Work to be completed:
Can you write out the listing from its first line through the line containing "[[0, 165, 450, 208]]", both included, adjusting every bounding-box coordinate in the answers by -58 and keeping every other line unchanged?

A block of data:
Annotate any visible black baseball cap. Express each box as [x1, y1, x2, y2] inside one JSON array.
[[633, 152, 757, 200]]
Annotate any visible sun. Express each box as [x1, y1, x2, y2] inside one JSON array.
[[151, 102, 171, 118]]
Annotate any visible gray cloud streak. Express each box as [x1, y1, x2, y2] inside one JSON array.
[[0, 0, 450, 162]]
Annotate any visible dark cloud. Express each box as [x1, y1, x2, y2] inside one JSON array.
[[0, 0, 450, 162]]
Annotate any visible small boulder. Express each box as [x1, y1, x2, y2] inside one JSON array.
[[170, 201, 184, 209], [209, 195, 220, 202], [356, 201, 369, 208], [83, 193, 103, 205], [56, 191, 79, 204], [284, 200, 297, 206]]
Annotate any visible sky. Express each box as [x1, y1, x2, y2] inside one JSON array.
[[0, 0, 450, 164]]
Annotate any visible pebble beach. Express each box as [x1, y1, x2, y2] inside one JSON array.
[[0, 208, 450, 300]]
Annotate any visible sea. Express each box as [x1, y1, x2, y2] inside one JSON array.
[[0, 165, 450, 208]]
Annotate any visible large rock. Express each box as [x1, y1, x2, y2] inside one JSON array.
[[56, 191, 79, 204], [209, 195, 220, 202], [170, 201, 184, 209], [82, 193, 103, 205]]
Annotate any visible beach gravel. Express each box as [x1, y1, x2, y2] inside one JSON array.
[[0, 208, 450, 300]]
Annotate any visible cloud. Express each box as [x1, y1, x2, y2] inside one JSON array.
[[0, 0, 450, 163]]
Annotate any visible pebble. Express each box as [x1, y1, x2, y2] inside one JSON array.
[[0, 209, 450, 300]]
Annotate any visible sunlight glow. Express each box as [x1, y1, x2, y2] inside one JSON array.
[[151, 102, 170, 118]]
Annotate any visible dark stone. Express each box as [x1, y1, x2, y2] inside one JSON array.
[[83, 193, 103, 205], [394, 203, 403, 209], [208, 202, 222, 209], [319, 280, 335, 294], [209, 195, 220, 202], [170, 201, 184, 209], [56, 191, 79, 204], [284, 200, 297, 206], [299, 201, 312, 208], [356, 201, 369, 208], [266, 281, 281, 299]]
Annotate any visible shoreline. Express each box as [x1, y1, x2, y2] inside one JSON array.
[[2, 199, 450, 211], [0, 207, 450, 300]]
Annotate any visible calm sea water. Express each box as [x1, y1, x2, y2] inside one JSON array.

The response:
Annotate any visible black baseball cap. Express each box as [x1, y1, x2, y2] inside one JSON array.
[[575, 94, 699, 142]]
Annotate any visible sun. Express each box as [x1, y1, x2, y2] inside one JSON array.
[[93, 44, 113, 60]]
Annotate any visible gray cloud streak. Express each box as [x1, y1, x2, y2] inside one JSON array.
[[-58, -58, 392, 104]]
Annotate any visible dark cloud. Express each box as [x1, y1, x2, y2] inside one JSON array.
[[-58, -58, 392, 104]]
Annotate any visible small boulder. Express each box as [x1, y1, x2, y2] inside one JSON array.
[[112, 143, 126, 151], [151, 137, 162, 144], [298, 143, 311, 150], [25, 135, 45, 147], [-2, 133, 21, 146], [226, 142, 239, 148]]
Annotate any visible sky. Express each box as [x1, y1, x2, y2] inside one JSON array.
[[-58, -58, 392, 106]]
Annotate any visible pebble beach. Express each box as [x1, y1, x2, y2] inside one JSON array.
[[-58, 150, 392, 242]]
Annotate any visible sea. Express each box as [x1, y1, x2, y2] inside one JSON array.
[[-58, 107, 392, 150]]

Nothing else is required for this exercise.